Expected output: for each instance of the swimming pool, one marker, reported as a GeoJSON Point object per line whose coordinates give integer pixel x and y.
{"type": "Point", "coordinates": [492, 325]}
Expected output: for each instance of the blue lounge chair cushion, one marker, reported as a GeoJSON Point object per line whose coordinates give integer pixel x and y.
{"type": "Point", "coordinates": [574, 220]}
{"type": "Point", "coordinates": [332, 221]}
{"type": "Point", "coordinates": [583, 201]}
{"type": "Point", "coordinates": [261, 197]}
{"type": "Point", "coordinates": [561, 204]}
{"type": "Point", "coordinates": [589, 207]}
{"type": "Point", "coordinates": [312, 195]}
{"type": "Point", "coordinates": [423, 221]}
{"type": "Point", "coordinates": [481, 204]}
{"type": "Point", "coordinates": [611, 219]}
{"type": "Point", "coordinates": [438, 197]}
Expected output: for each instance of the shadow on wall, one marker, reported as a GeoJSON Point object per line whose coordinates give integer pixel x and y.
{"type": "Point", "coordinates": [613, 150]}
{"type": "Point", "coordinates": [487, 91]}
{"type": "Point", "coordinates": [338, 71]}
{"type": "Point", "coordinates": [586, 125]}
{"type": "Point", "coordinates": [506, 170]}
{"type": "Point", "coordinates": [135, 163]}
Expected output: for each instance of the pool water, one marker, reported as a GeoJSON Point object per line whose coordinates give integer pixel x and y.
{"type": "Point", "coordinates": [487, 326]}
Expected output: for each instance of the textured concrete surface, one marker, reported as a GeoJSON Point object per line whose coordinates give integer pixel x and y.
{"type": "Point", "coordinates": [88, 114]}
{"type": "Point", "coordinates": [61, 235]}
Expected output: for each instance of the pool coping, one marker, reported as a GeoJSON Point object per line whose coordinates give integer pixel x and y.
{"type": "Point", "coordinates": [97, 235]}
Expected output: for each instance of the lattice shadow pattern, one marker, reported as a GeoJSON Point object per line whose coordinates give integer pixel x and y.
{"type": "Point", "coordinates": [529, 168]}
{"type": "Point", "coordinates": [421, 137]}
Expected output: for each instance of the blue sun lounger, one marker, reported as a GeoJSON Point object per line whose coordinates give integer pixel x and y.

The problem >> Reproduce the lines of the data above without any change, from the line with "Expected output: for each instance of the lattice" up to and including the final line of the data.

Solved problem >>
Expected output: for each instance of the lattice shadow pattern, one marker, reported as a GeoJSON Point object per line whose coordinates give integer pixel x and y.
{"type": "Point", "coordinates": [529, 168]}
{"type": "Point", "coordinates": [421, 137]}
Expected output: for each instance of the blue sun lounger, one marker, reported as a GeoJSON Point object per line whose coordinates give integer pixel x and y.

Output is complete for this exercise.